*読解テキスト*
········
いつもお世話になっております。マナカブ.com講師の中山です。

 

 

【相場概況】

◆きのうの日米株価指数終値

日経平均株価 39,598.71 -492.07
TOPIX 2,718.54 -12.13
グロース 765.78 -9.98
NYダウ 38,791.35 +130.30
ナスダック総合 16,273.38 +241.83
S&P500指数 5,157.36 +52.60

 

きのうの米国市場は再び半導体関連が買い直される格好で相場のけん引役となり、
3指数揃って反発となりました。

 

パウエルFRB議長は前日の下院での議会証言に続き、この日は上院での議会証言で
利下げ開始の条件となる物価の安定を達成できるとの確信を持てるようになるのに
「そう遠くない」と述べたことがセンチメント改善につながり反発の動きとなりました。

 

ISM景況指数をはじめこのところ経済指標で予想や前月を下回る数字が出ていただけに、
利下げ開始の時期が近いことが確認されたことで景気後退を回避できるとの見方が
強まりました。

 

加えてECB(欧州中央銀行)のラガルド総裁もインフレが落ち着きを見せ始めている
ことから6月からの利下げを示唆したことも支援材料となりました。、

 

翌日の雇用統計を見極めたいとの様子見ムードもあってダウは伸び悩んだものの、
半導体株の上昇にけん引されナスダック指数は上げ幅を拡大し1.5%の上昇。
S&P500も1%の上昇となり、最高値を更新しました。

 

個別銘柄ではパウエル議長のコメントで金利が低下したことでハイテク株や
半導体関連が上昇。

 

台湾のTSMCが5%超の上昇、そしてエヌビディアやオランダのASMLも4%超の
上昇となり、それぞれ最高値を更新。

 

またマイクロンテクノロジーも投資判断の引き上げや上方修正が発表された
ことで買われたほか、メタも3%超の上昇で最高値を更新、足元で下落していた
グーグルも反発し2%の上昇、マイクロソフトも堅調でした。

 

一方で、中国関連のJDコム、アリババ、バイドゥが軟調で医薬品のファイザー、
アムジェン、ディスカウントストアのターゲット、百貨店のノルドストリーム、
コールズ、クレジットカードのマスターなど消費関連に弱い動きが見られました。

 

 

◆春のマイナス金利解除観測が強まりリスクオフの動き

 

きのうの日経平均株価は500円ほど下落し、4万円台から39500円台と大台陥落
となりました。
········
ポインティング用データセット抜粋
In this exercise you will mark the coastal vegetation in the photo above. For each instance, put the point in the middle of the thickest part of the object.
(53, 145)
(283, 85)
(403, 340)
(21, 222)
········
*必須課題*
**a.** 相場概況のうち、「台湾のTSMCが5%超の上昇、そしてエヌビディアやオランダのASMLも4%超の」から「グーグルも反発し2%の上昇、マイクロソフトも堅調でした。」までを、両端も含めてそのまま書き写してください。
**b.** 相場概況に示されたS&P500指数のきのうの終値はいくらですか。
**c.** 相場概況を、最後の文の後から書き継いでください。
データは使わなくてかまいません。

*課題別の結果*
**a.**
台湾のTSMCが5%超の上昇、そしてエヌビディアやオランダのASMLも4%超の
上昇となり、それぞれ最高値を更新。

 

またマイクロンテクノロジーも投資判断の引き上げや上方修正が発表された
ことで買われたほか、メタも3%超の上昇で最高値を更新、足元で下落していた
グーグルも反発し2%の上昇、マイクロソフトも堅調でした。

**b.** 5,157.36です。

**c.**
後場から急激に値を下げていったわけですがこの背景にあったのが再来週に
予定されている日銀会合でのマイナス金利解除、金融緩和の終了観測が出た
ためです。

 

報道ベースでは一部の政府関係者からマイナス金利解除の時期は日銀に任せるとし、
その時期は3月でも4月でもどちらでも構わないという意見がでたことから、一気に
為替は円高に振れ、株式市場でもリスクオフの動きが強まりました。

 

今般の日銀の金融政策は2013年4月からスタートした「量的・質的金融緩和」ですが、
その最大の政策目標は、デフレからの脱却、インフレ目標2%です。

 

その後、日銀は2016年1月に「マイナス金利付き量的・質的金融緩和」に政策を
修正し、同年9月には「長短金利操作付き量的・質的金融緩和」を導入しこれまで
緩和姿勢を継続してきました。

 

(東京都区部の消費者物価指数)

 

しかし、足元ではすでに物価指数は日銀の目標としてる年2%水準を越えており、
いつ緩和が解除されるのかに市場は注目をしています。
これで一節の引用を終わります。